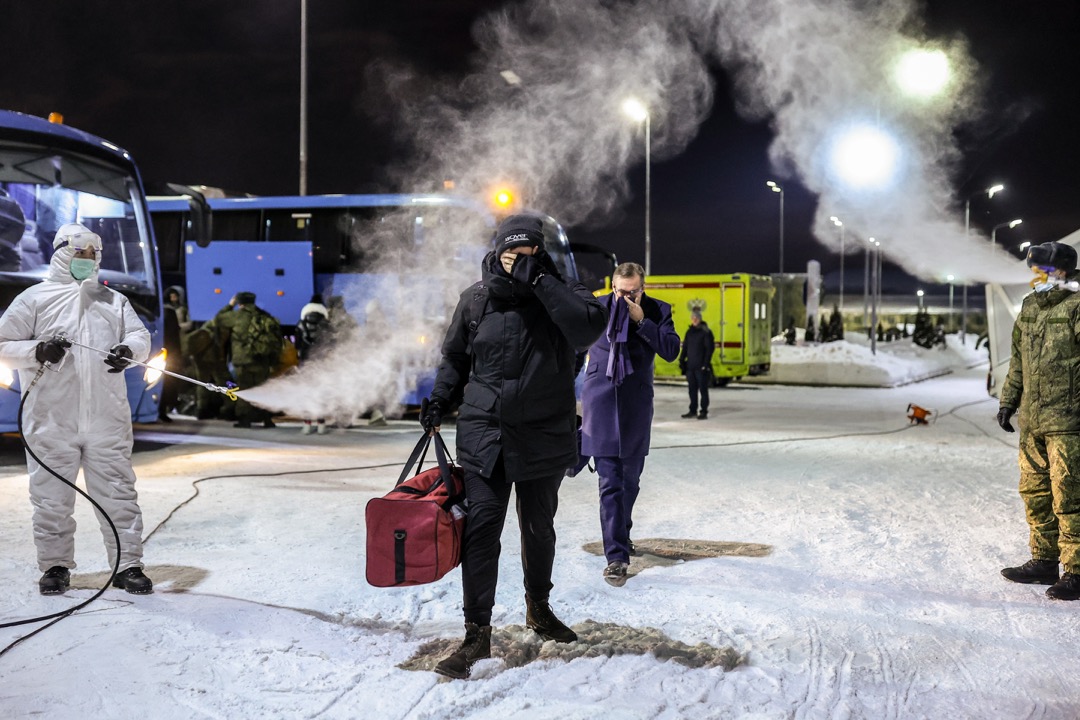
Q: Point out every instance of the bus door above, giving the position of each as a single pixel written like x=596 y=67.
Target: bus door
x=732 y=323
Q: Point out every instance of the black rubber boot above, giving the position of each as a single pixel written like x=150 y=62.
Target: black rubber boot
x=133 y=581
x=1037 y=572
x=55 y=581
x=1066 y=588
x=474 y=648
x=542 y=621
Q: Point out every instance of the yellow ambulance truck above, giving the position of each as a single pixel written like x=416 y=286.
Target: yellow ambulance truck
x=736 y=308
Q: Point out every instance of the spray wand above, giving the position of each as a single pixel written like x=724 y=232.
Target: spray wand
x=228 y=392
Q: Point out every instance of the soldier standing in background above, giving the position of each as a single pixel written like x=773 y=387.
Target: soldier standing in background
x=1043 y=372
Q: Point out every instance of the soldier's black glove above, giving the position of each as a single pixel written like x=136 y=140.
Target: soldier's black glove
x=431 y=415
x=527 y=270
x=51 y=351
x=548 y=262
x=1004 y=415
x=119 y=358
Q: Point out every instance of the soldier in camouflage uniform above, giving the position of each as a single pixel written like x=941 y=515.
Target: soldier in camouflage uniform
x=252 y=369
x=1043 y=383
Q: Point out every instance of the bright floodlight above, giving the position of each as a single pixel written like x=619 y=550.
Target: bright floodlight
x=922 y=72
x=635 y=109
x=866 y=158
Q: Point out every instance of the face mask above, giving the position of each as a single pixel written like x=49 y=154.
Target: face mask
x=81 y=268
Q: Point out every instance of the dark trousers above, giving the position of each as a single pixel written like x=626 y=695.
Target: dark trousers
x=488 y=500
x=698 y=381
x=620 y=483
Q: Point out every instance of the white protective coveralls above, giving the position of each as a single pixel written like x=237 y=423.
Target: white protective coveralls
x=77 y=415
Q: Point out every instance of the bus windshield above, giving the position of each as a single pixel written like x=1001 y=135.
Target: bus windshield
x=42 y=188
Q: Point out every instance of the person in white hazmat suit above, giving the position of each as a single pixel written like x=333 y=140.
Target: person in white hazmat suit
x=77 y=415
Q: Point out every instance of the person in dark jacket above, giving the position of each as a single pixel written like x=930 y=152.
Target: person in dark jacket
x=696 y=363
x=509 y=358
x=617 y=405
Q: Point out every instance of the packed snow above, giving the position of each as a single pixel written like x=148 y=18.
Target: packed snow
x=812 y=554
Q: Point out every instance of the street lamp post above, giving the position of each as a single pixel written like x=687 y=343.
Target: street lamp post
x=950 y=279
x=304 y=97
x=780 y=310
x=839 y=225
x=990 y=191
x=994 y=231
x=637 y=111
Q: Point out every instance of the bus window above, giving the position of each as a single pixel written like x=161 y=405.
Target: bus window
x=237 y=225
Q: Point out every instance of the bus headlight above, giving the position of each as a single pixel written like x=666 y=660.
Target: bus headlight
x=156 y=368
##############################
**TASK INSTRUCTIONS:** Swap "bus" for "coach" wherever it occurs in the entries above, and write them all out again with nothing else changed. Leave out the pictures.

**THE RESPONSE:**
Q: Point out every instance of the coach door above, giving the position of each as a single pixel written like x=596 y=67.
Target: coach door
x=732 y=323
Q: Point out every instance of the black rubber boot above, giving the position of each as a single pixel written like x=150 y=62.
Target: black rubber boot
x=133 y=581
x=1037 y=572
x=55 y=581
x=1066 y=588
x=474 y=648
x=542 y=621
Q: Point out every instance of the yellow ambulance truck above, giving the position of each as a single pixel written like x=416 y=286.
Target: yellow ambulance truck
x=736 y=308
Q: Point out every instance of the spray wand above, giving the position of each as a single pixel written like x=724 y=232.
Target: spray wand
x=228 y=392
Q: Point out every instance of the soldier standing in background above, giving the position of each as a single pixel written like x=773 y=387.
Target: soldier standing in background
x=1043 y=372
Q: Point out every instance of the soldier's black glove above, giving the position of each as a single pixel written like x=136 y=140.
Target: soldier's black glove
x=431 y=415
x=527 y=270
x=51 y=351
x=548 y=262
x=1004 y=415
x=119 y=358
Q: Point out every instance of the soldier in camouflage uniform above, giving the position of each as a single pixel written like x=941 y=515.
Target: soldier in camouflage uniform
x=252 y=369
x=1043 y=383
Q: Point out every instance of the bright floodlight above, giving the position of each as a single pixel written like x=619 y=550.
Target: bright floodlight
x=922 y=72
x=635 y=109
x=866 y=158
Q: Point out every instance of the face mask above, giving the position of each as a single pixel written like x=49 y=154.
Target: face mask
x=81 y=268
Q: Point out every instance of the dark trousers above, giving the position of each as a single pixel written like x=626 y=695.
Target: dark trousers
x=488 y=500
x=698 y=381
x=620 y=483
Q: Point out every instance of the white protective coveralls above, giving the position of each as a single pixel written like x=237 y=423.
Target: white protective coveralls
x=77 y=415
Q: Point out every instance of the coach windshield above, giving the position of each as a single pixel written like x=1001 y=135.
Target: coach windshield
x=42 y=188
Q: Point out every instance of the person in white hazmat suit above, giving the position of each as a single pixel written like x=333 y=140.
Target: person in white hazmat suit
x=77 y=415
Q: Point out every instance of the person in dark jacket above, giving the position of each as a single pixel written like x=930 y=152.
Target: person in dark jacket
x=696 y=363
x=509 y=358
x=617 y=405
Q: Point out every instance of the packed snow above, giving the position of each as a single pixel written like x=148 y=18.
Target: packed snow
x=812 y=554
Q: Point out every instance of the street lamp post above, giving the position of each as a single pixel written like x=687 y=343.
Target: street lamp post
x=950 y=279
x=304 y=97
x=780 y=310
x=839 y=225
x=990 y=191
x=994 y=231
x=637 y=111
Q: Point out every instance of the coach window above, giving the position of each as a single pixel written like x=161 y=405.
Target: coach window
x=237 y=225
Q: Point out every instance of the coach headlight above, giving the position of each as a single pixel written like x=666 y=660.
Target: coach headlight
x=156 y=368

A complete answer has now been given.